### WHAT NEEDS TO BE DONE:
Copy out every line below in full, but leave out the picture. Multiply each point coordinate by 0.4 and round to the nearest whole number, rounding halves up; keep all other text and numbers unchanged.
## begin DATASET ROWS
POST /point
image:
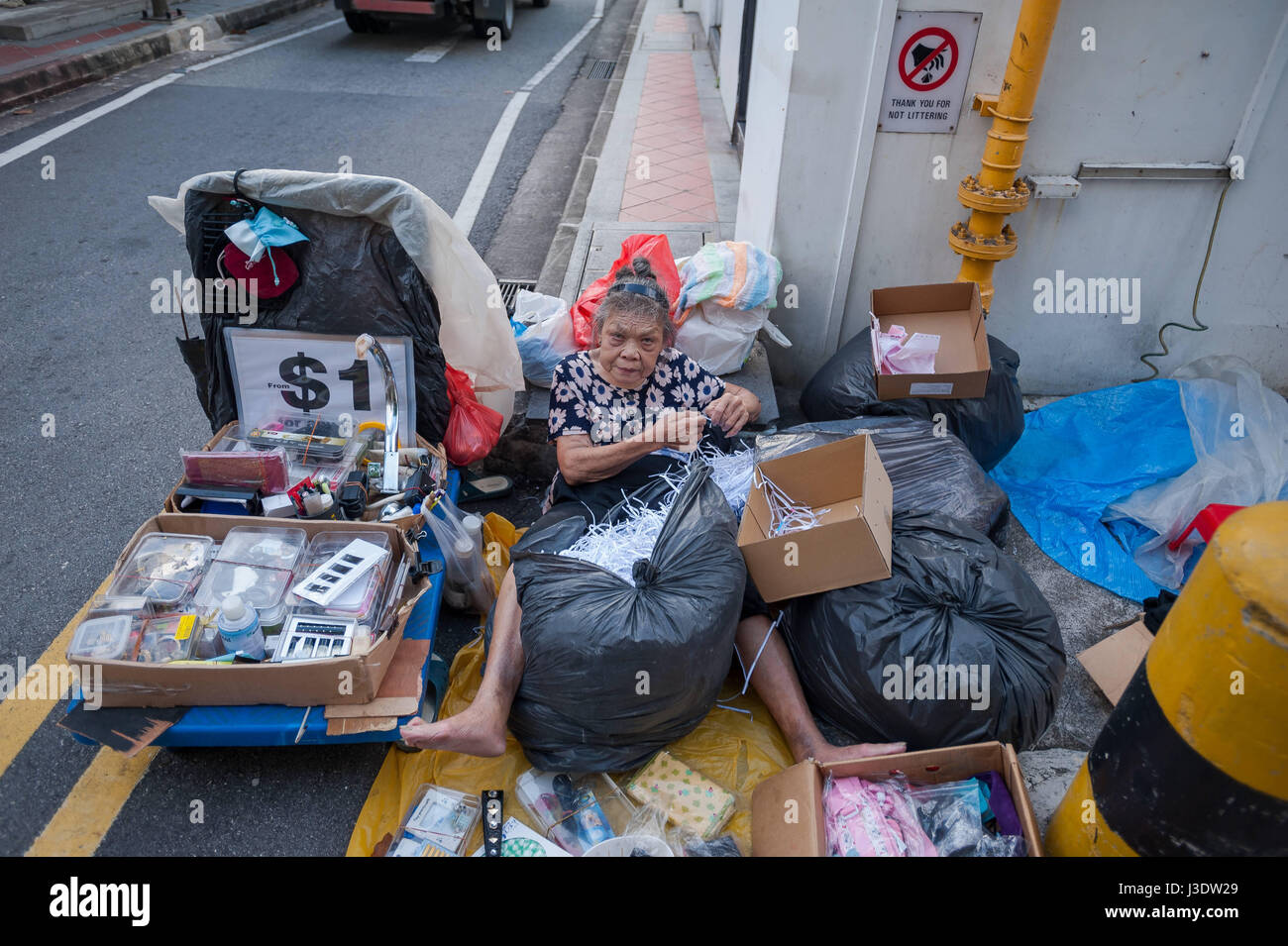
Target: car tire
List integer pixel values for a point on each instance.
(505, 25)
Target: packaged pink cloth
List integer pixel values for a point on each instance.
(872, 819)
(898, 353)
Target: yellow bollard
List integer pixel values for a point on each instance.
(1194, 757)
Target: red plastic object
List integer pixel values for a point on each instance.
(473, 429)
(1206, 521)
(652, 246)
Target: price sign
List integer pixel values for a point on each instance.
(281, 372)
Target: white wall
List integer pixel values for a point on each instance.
(803, 171)
(730, 42)
(1146, 94)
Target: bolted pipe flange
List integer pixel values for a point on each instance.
(969, 244)
(978, 196)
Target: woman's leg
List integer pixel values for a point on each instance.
(480, 729)
(776, 683)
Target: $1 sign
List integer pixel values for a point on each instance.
(313, 394)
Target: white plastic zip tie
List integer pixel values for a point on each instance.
(785, 514)
(746, 674)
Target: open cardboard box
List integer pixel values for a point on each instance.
(171, 502)
(343, 680)
(951, 310)
(851, 543)
(787, 808)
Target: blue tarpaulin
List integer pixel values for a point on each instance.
(1080, 455)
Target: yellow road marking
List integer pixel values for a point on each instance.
(21, 718)
(93, 804)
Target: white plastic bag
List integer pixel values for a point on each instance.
(549, 336)
(1239, 430)
(720, 339)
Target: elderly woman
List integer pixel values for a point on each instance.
(619, 413)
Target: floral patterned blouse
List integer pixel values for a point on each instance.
(581, 402)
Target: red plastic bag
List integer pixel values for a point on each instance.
## end DATASET ROWS
### RESPONSE TO THE EXERCISE:
POST /point
image:
Target: car tire
List integer pixel values for a point on each instance.
(202, 10)
Target: packaged pink cloth
List integer pixel values for a point on each instance.
(349, 328)
(359, 141)
Target: yellow bollard
List integer pixel values for a point on each instance.
(478, 303)
Target: red plastic object
List integer pixel values for a point on each instance.
(189, 172)
(482, 208)
(261, 98)
Target: price sign
List integer pixel values for a point on each instance.
(112, 149)
Target: white wall
List integer pixel values for a point on each instance.
(321, 68)
(292, 17)
(458, 38)
Target: bolted pipe flange
List integer pixel values for a point on each instance.
(388, 98)
(391, 78)
Target: woman's leg
List integer pixel values for a point on each instance.
(192, 292)
(310, 273)
Target: $1 sign
List integer pixel values for a point on each instance.
(125, 158)
Target: white plastic zip tie
List integer pixel values for a point on each instance.
(314, 206)
(298, 270)
Target: open cardboard box
List integer pixel values for a point on each instance.
(68, 201)
(137, 272)
(380, 124)
(340, 217)
(315, 323)
Target: blue tarpaulin
List integer pixel values for a point on each instance.
(432, 182)
Target: yellow road marking
List integer pixel values for a point on each instance.
(8, 287)
(37, 322)
Target: white plastic bag
List integer pixel values for a point on each instance.
(220, 134)
(496, 172)
(288, 136)
Target: elderly woman
List integer pixel values for a point on each instance.
(248, 165)
Target: floral patterned blouse
List integer pixel values for a point on each instance.
(232, 161)
Target: red plastic bag
List integer pixel values for a point on each instance.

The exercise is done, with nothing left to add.